Pull out each line of the records below that contains the word "white", copying each line in full.

:::::

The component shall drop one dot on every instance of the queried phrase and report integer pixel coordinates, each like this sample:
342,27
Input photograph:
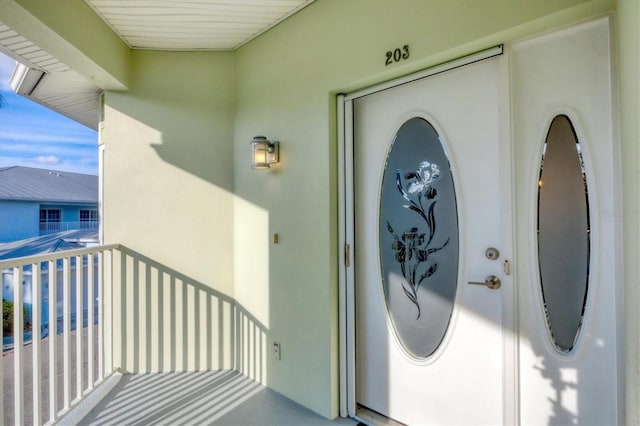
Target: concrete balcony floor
222,397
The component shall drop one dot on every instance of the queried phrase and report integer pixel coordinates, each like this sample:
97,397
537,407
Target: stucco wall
168,176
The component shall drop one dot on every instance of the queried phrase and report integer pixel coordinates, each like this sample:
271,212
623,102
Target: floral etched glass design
563,233
418,238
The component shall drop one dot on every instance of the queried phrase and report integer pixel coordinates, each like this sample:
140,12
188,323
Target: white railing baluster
53,332
18,348
79,325
66,330
108,323
90,315
36,321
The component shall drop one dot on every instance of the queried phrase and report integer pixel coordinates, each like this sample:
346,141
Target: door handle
491,282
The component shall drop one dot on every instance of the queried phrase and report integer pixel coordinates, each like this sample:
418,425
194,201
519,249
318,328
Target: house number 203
397,55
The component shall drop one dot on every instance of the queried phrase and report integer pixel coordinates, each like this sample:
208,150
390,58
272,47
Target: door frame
346,226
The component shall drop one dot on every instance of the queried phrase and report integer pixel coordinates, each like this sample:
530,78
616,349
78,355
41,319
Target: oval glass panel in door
418,238
563,233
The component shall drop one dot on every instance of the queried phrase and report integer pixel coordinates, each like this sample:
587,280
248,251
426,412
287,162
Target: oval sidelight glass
418,238
563,233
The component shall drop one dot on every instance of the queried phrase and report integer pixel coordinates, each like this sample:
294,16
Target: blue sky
34,136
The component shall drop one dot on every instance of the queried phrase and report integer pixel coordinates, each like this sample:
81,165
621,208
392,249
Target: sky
34,136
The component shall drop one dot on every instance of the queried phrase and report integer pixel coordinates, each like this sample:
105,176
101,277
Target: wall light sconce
264,152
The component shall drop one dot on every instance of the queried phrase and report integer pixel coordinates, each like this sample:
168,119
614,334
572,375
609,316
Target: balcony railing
47,228
79,315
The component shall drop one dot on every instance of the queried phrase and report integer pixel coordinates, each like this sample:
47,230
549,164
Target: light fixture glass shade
263,152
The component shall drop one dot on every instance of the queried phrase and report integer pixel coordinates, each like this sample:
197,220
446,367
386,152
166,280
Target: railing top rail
28,260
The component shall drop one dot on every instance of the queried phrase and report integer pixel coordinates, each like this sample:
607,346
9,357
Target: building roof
47,186
67,240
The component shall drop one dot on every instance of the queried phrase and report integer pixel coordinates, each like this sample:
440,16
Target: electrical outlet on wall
277,351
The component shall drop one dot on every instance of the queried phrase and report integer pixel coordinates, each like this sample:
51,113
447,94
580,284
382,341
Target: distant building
36,202
67,240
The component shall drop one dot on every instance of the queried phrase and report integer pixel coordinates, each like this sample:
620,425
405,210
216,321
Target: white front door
429,214
487,279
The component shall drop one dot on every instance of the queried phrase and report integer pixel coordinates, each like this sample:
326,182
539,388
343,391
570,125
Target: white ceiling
193,24
141,24
46,80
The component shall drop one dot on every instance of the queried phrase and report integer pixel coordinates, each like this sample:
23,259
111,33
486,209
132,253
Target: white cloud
48,160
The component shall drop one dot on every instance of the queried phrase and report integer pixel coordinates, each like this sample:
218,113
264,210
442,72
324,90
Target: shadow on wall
170,322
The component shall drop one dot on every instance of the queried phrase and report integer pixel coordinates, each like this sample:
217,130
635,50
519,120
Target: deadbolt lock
491,282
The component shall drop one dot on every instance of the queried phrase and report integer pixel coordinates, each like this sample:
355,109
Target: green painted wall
628,61
168,194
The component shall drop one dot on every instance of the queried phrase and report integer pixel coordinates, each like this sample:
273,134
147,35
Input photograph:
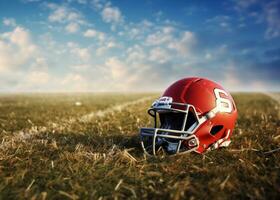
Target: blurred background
101,45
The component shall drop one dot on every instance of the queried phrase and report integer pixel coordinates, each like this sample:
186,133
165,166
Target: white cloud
38,77
111,15
65,15
117,68
72,28
9,22
16,48
159,55
91,33
107,45
59,13
82,53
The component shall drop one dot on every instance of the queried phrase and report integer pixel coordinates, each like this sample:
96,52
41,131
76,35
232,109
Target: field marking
27,134
112,109
273,95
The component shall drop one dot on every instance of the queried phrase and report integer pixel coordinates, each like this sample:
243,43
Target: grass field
53,148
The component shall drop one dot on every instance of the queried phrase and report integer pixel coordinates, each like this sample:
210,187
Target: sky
144,45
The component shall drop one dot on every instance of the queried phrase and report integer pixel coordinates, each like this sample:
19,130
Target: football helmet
193,114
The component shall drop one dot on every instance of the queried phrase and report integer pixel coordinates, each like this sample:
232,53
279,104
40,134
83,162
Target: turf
52,148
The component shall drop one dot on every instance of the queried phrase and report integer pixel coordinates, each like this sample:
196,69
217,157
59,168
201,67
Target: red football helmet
195,114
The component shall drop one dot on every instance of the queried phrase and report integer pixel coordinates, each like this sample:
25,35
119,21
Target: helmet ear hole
216,129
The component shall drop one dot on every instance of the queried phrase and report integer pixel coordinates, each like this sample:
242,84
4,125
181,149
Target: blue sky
101,45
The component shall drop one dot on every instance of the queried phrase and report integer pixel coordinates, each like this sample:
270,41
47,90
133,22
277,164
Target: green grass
49,151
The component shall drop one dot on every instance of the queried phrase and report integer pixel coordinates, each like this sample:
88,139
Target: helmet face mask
175,127
192,118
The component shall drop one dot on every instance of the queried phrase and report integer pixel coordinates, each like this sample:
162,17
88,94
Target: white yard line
35,130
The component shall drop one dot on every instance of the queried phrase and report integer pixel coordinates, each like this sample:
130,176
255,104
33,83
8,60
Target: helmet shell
199,92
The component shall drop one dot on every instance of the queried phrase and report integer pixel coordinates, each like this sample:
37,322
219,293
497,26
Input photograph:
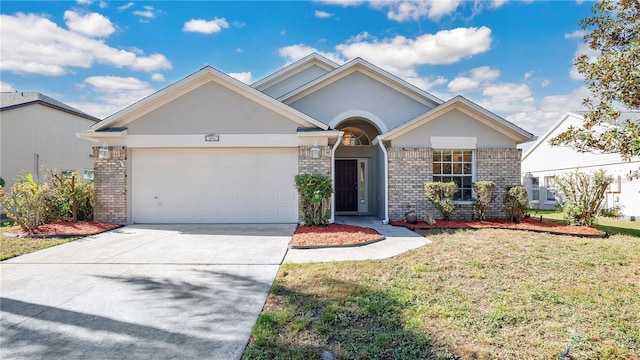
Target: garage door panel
214,186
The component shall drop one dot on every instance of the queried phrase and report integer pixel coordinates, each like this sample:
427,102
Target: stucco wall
295,81
213,108
360,92
50,133
454,123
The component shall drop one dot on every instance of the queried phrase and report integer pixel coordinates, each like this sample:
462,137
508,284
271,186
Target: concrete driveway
141,292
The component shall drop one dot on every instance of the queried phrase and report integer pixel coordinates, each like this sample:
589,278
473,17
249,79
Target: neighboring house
542,164
212,149
38,132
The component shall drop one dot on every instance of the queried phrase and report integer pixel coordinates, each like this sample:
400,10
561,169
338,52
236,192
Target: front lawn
16,246
471,294
611,226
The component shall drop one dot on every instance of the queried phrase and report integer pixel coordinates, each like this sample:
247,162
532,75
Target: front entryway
346,185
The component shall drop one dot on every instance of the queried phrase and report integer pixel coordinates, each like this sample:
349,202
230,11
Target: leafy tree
613,78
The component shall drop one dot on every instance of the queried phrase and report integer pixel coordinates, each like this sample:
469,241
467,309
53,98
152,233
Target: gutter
333,176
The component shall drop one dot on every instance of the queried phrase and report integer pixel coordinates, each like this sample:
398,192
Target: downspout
386,179
333,176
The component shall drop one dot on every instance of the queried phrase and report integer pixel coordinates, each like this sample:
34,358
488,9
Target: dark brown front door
346,185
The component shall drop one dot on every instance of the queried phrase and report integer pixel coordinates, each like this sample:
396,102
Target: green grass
11,247
482,294
611,226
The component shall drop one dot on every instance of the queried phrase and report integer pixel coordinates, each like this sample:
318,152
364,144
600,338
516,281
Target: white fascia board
225,141
331,134
195,80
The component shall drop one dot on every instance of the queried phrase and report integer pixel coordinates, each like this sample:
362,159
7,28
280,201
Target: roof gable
293,69
470,108
203,76
368,69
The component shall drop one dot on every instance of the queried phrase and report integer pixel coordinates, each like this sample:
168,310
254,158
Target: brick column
409,169
110,183
501,166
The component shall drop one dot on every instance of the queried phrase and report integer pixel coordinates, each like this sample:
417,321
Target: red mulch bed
526,224
332,235
65,229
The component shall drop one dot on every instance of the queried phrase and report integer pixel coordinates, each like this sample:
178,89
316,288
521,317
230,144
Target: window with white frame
456,166
550,188
535,189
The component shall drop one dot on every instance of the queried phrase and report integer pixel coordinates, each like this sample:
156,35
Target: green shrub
583,195
516,203
485,194
70,199
440,194
315,195
26,203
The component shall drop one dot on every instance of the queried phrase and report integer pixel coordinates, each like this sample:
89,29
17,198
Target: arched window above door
354,136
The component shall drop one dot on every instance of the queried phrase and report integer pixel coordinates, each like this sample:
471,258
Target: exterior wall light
315,151
212,137
104,152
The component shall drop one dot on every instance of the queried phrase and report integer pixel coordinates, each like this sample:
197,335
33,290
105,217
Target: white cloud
322,14
294,53
426,83
507,97
34,44
578,34
125,6
479,75
245,77
462,84
93,24
401,11
114,93
6,87
158,77
205,27
400,55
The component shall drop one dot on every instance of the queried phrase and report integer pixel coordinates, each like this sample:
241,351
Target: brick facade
410,168
309,165
111,186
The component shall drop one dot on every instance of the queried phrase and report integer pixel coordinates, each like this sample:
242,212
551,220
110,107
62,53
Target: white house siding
212,108
457,124
543,160
51,134
357,91
294,81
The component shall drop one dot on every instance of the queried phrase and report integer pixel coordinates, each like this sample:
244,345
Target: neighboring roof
205,75
460,102
363,66
12,100
579,117
294,68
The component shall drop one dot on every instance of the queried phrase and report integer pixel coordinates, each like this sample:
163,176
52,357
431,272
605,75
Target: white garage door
214,186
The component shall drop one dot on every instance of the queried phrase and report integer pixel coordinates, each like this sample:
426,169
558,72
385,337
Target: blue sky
512,57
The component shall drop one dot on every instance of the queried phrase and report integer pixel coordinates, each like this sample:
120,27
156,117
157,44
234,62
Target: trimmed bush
583,195
26,203
440,194
485,194
315,197
516,203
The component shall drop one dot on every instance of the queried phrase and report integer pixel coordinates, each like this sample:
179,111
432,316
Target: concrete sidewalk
397,241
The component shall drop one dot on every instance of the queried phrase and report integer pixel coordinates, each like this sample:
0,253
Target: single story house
39,132
211,149
542,164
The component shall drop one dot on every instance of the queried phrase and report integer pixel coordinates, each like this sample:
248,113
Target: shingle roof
11,100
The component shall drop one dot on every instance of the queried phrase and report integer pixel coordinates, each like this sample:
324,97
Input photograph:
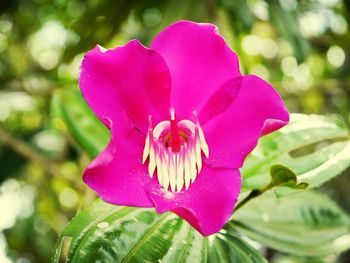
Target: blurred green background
301,47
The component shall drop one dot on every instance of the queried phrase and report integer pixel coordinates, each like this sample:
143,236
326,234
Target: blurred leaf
110,233
305,224
286,25
84,126
315,166
282,176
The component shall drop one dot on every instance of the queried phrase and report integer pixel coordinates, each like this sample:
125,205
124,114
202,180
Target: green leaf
230,247
304,224
282,176
87,130
107,233
315,166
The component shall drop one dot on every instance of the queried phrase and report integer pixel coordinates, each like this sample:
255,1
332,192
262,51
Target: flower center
174,148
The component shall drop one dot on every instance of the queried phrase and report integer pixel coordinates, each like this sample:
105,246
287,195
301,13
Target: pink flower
182,120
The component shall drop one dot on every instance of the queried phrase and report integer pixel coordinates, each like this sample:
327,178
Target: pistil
174,150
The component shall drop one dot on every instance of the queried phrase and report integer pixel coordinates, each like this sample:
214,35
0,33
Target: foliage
48,134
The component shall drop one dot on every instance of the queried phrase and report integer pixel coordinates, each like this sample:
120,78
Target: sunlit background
301,47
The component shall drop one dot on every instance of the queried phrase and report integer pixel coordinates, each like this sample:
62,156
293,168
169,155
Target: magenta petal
131,78
207,205
199,61
256,110
117,174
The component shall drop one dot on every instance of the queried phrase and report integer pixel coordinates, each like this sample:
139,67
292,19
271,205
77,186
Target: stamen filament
176,160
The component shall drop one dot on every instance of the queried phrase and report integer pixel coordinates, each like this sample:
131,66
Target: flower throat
174,150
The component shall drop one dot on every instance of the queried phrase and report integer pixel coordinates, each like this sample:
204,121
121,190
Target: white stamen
180,168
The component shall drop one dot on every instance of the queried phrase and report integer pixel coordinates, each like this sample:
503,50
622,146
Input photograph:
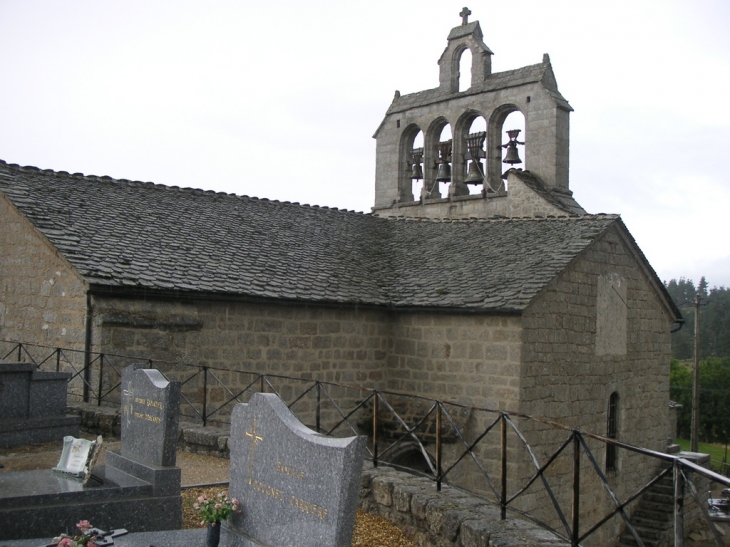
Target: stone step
652,523
664,515
663,499
627,540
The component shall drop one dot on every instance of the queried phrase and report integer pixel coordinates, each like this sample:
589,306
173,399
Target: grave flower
217,509
86,538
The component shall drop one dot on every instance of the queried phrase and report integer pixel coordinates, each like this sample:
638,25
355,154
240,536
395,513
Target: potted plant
86,537
213,511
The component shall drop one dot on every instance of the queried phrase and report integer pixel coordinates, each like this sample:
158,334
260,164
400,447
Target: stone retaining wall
450,518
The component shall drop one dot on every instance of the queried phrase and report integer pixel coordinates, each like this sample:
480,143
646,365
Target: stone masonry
43,297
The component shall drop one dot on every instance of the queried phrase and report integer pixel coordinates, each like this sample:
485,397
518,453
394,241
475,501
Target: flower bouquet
87,536
215,510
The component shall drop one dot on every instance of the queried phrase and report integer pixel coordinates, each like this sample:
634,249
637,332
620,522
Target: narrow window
612,432
465,70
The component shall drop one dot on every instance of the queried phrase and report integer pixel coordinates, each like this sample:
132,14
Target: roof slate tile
121,233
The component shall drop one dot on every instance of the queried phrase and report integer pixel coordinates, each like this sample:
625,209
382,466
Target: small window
612,432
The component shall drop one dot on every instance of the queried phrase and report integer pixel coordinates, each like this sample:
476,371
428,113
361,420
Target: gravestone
150,415
297,488
140,488
33,405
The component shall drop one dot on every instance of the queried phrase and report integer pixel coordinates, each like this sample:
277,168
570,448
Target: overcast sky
281,99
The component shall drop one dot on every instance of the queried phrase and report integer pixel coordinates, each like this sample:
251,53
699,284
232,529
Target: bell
512,156
475,174
443,174
416,171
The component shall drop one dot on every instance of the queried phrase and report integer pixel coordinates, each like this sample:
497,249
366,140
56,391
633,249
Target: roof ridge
500,218
187,189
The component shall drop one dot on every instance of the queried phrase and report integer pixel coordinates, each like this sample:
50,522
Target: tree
714,319
714,426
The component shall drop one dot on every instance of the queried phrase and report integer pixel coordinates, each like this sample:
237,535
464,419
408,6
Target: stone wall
340,345
450,518
42,299
574,359
472,359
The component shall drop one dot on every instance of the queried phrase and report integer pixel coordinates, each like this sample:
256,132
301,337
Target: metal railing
494,446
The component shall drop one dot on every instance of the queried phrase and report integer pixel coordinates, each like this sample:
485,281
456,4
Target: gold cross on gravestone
465,13
255,439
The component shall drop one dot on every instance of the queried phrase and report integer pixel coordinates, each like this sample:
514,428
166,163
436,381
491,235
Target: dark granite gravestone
150,414
137,493
33,406
297,488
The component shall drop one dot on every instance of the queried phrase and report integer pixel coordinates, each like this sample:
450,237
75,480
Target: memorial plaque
75,456
150,415
297,488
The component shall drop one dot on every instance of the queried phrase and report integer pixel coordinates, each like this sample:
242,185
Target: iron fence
494,446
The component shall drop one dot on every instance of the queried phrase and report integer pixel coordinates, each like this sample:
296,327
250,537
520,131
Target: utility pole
696,383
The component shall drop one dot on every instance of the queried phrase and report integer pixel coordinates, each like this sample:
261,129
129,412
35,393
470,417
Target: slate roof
122,234
561,198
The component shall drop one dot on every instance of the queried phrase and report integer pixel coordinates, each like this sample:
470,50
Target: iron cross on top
465,13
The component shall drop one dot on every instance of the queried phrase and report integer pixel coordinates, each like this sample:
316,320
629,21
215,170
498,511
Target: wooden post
678,506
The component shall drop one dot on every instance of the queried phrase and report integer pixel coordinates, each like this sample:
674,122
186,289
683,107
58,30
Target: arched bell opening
438,159
410,174
505,151
464,74
470,153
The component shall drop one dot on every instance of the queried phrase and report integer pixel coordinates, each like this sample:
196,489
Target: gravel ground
370,530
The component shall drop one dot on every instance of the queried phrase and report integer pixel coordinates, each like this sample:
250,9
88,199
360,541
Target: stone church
486,287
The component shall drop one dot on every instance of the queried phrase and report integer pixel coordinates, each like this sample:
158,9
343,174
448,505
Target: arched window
410,176
505,118
612,432
465,70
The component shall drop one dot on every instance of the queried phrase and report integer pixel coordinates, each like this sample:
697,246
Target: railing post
205,396
101,375
576,490
678,505
438,446
319,403
503,494
375,430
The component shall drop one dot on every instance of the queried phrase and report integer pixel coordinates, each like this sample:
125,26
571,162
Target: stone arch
405,162
408,457
431,155
461,132
495,131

:::::

WRITTEN REPLY ▸
Target: white railing baluster
Target: white front door
Target: white ceiling
Target: white cloud
Target: white cloud
Target: white yard line
Target: white fascia board
Target: window with white frame
Target: white cloud
Target: white house siding
Target: white garage door
Target: white stamen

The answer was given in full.